**WHAT THE TASK REQUIRES**
Please pull out each line of the data below that contains the string "pixels".

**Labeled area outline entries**
++++

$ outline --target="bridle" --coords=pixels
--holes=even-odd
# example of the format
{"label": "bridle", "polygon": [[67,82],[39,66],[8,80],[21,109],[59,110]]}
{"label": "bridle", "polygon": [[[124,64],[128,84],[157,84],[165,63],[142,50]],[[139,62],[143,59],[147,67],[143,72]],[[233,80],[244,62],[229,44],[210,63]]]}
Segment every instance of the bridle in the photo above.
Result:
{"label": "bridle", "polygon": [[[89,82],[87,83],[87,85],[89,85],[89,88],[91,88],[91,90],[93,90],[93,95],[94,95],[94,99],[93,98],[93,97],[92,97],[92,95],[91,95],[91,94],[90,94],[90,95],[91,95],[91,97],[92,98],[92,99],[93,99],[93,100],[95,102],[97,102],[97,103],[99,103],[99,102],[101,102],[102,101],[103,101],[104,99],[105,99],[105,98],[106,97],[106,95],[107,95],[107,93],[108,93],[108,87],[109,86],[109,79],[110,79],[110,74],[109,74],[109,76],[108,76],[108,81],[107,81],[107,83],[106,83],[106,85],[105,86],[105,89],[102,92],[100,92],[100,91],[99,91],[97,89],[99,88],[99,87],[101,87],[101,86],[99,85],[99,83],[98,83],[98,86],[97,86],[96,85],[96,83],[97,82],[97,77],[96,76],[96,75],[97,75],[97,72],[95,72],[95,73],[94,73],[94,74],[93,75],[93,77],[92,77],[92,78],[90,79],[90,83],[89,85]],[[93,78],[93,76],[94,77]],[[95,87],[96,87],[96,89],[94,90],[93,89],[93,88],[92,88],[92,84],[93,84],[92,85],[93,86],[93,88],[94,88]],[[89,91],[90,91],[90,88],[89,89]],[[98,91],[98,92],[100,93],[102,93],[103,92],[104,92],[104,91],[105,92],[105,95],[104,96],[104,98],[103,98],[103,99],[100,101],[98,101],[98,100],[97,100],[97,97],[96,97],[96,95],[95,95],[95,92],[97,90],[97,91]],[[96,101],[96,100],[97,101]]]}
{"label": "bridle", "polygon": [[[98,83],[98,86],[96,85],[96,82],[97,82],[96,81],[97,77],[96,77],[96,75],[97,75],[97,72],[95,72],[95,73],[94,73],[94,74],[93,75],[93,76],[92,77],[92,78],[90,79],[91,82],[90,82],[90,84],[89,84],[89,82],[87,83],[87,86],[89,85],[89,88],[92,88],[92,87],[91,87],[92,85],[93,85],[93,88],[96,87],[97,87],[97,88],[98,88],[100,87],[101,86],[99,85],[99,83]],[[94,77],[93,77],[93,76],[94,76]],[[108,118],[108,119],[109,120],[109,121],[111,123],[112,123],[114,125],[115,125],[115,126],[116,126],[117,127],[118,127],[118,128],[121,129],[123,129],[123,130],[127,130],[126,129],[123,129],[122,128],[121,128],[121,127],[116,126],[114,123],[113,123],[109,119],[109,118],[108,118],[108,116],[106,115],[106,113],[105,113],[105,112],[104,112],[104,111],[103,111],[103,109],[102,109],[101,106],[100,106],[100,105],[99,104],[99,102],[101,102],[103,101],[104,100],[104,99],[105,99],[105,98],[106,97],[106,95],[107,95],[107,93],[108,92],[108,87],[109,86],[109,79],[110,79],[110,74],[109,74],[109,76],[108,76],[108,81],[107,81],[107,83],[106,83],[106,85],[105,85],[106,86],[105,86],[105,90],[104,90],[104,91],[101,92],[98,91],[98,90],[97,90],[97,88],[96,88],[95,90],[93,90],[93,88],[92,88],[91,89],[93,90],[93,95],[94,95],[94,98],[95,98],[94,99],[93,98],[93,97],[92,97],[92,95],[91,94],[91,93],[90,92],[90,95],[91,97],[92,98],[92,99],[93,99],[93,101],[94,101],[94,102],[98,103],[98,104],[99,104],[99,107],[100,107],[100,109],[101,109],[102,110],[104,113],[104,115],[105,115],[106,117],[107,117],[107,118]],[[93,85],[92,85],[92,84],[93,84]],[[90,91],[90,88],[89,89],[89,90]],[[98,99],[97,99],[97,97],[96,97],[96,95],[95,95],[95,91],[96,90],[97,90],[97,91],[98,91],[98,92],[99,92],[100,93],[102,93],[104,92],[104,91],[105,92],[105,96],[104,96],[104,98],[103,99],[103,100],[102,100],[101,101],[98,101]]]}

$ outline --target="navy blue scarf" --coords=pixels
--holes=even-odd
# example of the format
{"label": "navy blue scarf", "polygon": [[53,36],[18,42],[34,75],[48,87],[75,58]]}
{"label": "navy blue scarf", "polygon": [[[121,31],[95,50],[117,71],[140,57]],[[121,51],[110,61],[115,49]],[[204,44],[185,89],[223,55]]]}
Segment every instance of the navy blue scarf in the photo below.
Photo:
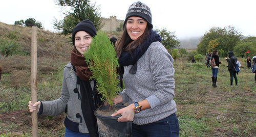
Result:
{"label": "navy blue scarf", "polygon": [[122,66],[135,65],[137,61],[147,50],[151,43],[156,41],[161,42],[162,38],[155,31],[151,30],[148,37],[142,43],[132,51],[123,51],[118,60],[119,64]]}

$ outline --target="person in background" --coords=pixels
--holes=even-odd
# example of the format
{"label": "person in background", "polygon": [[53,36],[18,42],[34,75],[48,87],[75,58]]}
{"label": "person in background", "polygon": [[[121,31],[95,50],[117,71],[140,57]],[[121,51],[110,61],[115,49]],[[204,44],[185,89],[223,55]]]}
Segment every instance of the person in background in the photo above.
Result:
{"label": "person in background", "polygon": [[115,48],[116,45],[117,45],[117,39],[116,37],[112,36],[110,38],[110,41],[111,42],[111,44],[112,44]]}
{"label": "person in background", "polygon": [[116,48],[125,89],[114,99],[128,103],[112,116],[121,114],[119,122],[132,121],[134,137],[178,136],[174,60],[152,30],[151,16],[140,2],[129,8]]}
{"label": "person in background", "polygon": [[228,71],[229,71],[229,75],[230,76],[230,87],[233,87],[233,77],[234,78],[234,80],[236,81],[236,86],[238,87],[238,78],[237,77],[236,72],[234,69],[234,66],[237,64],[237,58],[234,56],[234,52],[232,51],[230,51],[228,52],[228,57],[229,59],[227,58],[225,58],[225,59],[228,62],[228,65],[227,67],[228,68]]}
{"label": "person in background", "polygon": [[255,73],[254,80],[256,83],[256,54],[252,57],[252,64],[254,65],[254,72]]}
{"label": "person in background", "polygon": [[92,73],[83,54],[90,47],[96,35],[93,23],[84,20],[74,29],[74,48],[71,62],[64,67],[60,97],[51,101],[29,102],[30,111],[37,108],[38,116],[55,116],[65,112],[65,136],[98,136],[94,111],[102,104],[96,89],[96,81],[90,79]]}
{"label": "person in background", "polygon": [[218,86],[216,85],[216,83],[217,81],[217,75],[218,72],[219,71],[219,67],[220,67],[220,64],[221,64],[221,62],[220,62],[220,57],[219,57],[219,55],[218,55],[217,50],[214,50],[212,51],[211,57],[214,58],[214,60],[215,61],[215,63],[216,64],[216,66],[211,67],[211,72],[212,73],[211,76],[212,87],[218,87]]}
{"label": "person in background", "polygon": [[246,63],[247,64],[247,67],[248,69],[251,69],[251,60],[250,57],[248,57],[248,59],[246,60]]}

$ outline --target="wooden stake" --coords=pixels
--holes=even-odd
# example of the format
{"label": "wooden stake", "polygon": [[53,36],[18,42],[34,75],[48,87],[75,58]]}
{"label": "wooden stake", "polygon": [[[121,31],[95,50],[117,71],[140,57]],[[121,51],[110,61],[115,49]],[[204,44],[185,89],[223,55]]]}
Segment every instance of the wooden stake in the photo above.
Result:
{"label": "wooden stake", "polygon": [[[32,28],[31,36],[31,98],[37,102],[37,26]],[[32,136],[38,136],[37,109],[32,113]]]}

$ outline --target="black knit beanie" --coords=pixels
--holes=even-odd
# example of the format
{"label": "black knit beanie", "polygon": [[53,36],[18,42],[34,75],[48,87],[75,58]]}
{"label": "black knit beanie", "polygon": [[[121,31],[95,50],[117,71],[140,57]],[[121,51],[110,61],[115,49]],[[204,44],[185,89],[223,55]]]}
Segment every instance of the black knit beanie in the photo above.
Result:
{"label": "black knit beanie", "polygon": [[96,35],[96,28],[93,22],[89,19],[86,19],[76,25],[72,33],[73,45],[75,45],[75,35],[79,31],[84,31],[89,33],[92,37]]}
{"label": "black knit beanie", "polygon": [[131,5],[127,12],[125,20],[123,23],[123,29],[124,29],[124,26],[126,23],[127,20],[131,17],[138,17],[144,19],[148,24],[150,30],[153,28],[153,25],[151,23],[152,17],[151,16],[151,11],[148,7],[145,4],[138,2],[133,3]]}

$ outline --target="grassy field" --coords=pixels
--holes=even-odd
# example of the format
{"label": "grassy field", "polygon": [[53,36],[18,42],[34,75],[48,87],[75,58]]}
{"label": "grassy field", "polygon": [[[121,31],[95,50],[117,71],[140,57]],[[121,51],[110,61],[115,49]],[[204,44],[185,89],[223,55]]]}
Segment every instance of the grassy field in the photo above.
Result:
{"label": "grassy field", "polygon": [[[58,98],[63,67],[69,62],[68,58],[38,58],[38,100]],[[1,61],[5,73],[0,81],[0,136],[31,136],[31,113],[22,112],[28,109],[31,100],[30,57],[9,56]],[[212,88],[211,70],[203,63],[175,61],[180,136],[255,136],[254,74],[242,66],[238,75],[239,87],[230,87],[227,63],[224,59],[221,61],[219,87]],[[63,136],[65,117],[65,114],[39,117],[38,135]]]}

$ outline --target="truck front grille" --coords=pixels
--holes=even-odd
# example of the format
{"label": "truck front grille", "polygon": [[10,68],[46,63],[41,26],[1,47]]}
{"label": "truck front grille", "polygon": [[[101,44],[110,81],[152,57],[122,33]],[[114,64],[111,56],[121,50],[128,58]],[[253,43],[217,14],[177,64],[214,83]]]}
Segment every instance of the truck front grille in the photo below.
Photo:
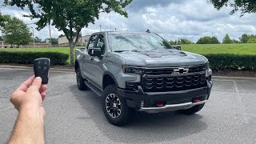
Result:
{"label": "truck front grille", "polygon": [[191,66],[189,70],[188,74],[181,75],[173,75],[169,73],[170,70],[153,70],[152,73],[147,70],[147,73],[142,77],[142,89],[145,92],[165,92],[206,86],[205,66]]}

++++

**OUTPUT**
$ outline --target="bridle" --coords=pixels
$ outline --target="navy blue scarf" --coords=pixels
$ outline --target="person in background" --coords=pixels
$ outline --target="wooden stake" --coords=pixels
$ outline --target="black knit beanie" --coords=pixels
$ outline --target="grassy field" --coords=pixels
$ outline --target="truck front grille" --coords=pixels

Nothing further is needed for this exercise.